:: SUPPLIED ENTRIES

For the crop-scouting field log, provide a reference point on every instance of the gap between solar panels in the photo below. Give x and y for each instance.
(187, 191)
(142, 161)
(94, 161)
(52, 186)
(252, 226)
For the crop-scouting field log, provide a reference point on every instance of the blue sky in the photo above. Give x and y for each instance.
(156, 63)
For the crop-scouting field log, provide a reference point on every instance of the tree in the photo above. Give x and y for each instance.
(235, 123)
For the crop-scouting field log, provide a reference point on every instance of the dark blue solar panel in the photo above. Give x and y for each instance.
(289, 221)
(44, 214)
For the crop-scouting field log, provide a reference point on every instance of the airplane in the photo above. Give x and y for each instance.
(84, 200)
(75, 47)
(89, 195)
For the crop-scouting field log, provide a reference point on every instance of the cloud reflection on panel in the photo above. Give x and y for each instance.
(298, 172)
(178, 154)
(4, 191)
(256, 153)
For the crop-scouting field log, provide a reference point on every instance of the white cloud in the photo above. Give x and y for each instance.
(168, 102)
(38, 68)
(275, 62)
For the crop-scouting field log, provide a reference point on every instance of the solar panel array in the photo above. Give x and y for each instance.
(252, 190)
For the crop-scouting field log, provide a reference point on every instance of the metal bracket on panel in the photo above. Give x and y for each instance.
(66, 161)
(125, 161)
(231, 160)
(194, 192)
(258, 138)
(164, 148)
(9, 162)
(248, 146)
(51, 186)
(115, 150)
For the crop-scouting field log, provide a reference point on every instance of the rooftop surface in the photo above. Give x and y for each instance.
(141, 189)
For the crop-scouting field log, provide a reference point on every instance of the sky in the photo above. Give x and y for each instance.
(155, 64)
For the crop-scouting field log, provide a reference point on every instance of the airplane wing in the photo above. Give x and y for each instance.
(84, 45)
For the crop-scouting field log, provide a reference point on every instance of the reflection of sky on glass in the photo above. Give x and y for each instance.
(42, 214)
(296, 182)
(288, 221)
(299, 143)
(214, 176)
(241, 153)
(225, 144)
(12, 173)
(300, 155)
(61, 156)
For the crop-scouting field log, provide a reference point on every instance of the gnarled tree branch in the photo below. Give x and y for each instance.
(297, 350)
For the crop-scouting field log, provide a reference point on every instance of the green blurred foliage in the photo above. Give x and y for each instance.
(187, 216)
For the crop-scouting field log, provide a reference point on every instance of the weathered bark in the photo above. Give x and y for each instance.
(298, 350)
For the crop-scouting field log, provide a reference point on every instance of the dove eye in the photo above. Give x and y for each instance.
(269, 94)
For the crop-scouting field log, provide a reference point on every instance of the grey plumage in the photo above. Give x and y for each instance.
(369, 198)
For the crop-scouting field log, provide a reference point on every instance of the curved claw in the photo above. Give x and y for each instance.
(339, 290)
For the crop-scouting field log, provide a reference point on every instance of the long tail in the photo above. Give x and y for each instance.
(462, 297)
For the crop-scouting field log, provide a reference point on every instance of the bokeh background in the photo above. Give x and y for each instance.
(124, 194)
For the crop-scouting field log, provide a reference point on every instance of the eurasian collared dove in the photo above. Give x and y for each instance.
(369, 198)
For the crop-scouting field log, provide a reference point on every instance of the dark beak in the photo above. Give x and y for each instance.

::::

* WHAT YOU WILL DO
Every entry above should be transcribed exactly as it appears.

* TASK OUTPUT
For the crop-scouting field log, provide a reference point on every instance of the gap between solar panels in the photo below. Give x and y for each instance.
(187, 191)
(142, 161)
(94, 161)
(52, 186)
(252, 226)
For the crop-scouting field log, provide a reference point on every instance of the blue sky in the photo above. Give x and y for each instance.
(156, 63)
For the crop-scouting field log, provide a reference point on every instance of the tree in the photo above. Give x and y for each instance.
(235, 123)
For the crop-scouting field log, provide a reference point on every instance of the dark blue solar panel in the photo above. Give x and y for each instance.
(289, 221)
(44, 214)
For the crop-scouting field log, provide a reference point on every instance of the airplane in the photo above. Give x and y for each instance.
(84, 200)
(75, 47)
(89, 195)
For the crop-scouting field log, provide a reference point on every instance of the cloud reflection on panel in the photo above. Give x and y for each instance.
(298, 172)
(178, 154)
(4, 191)
(256, 153)
For the crop-scouting field log, provide a reference point on every instance of the white cloud in the photo above. Give x and y for each instance.
(168, 102)
(38, 68)
(275, 62)
For the crop-scouting field log, provide a reference point on every instance of the solar panel array in the photo above. Give x and y for each instance.
(252, 190)
For the crop-scouting field log, provide a reference point on every instance of the metal bracket on panel in the photo above. Give x and y for each instance.
(66, 161)
(125, 161)
(231, 160)
(194, 192)
(258, 138)
(164, 148)
(9, 162)
(248, 146)
(51, 186)
(115, 150)
For the crop-scouting field log, provide a reference point on every instance of the rooftop surface in the photo above. Give x and y for each instance.
(141, 189)
For the crop-scouting field log, provide a reference point on every instance of the sky in the photo above. Give x and y for each instance.
(155, 64)
For the crop-scouting field log, provide a reference point on every instance of the airplane wing in the photo above. Give x and y for each instance.
(84, 45)
For the crop-scouting field log, provide a reference point on every instance of the reflection of sky on glass in the photo above. Give x and y for each instance.
(42, 214)
(296, 182)
(288, 221)
(299, 143)
(214, 176)
(241, 153)
(225, 144)
(12, 173)
(300, 155)
(61, 156)
For the crop-scouting field log, provide a reference point on every instance of the gnarled tree branch in the photo below. Give x and y for each instance.
(297, 350)
For the crop-scouting field log, provide a reference point on every instance of the green blurred foliage in the photo above. Give x and y for each instance.
(187, 216)
For the crop-scouting field log, provide a reference point on every instance of the weathered bark in the photo above. Give x and y for each instance.
(298, 350)
For the crop-scouting field log, provide a reference point on every instance of the dove eye in the photo above. Give x and y for each instance.
(269, 94)
For the crop-scouting field log, provide a reference point on every instance of the grey plumage in the photo above. Give x and y for each instance.
(369, 198)
For the crop-scouting field log, provide a reference point on every instance of the curved claw in the photo above. Give x and y for each instance.
(339, 290)
For the crop-scouting field log, provide a reference point on every instance of the long tail in the photo above. Give x and y for each instance.
(462, 297)
For the crop-scouting field log, provide a reference point on every instance of the bokeh background in the photo above. Give x and y for each instance.
(124, 194)
For the crop-scouting field log, provide a reference point on every instance of the eurasian collared dove in the photo above. Give x and y for each instance.
(369, 198)
For the crop-scouting field log, provide a reference point on every instance of the dark beak in the photo above. Give x and y for each instance.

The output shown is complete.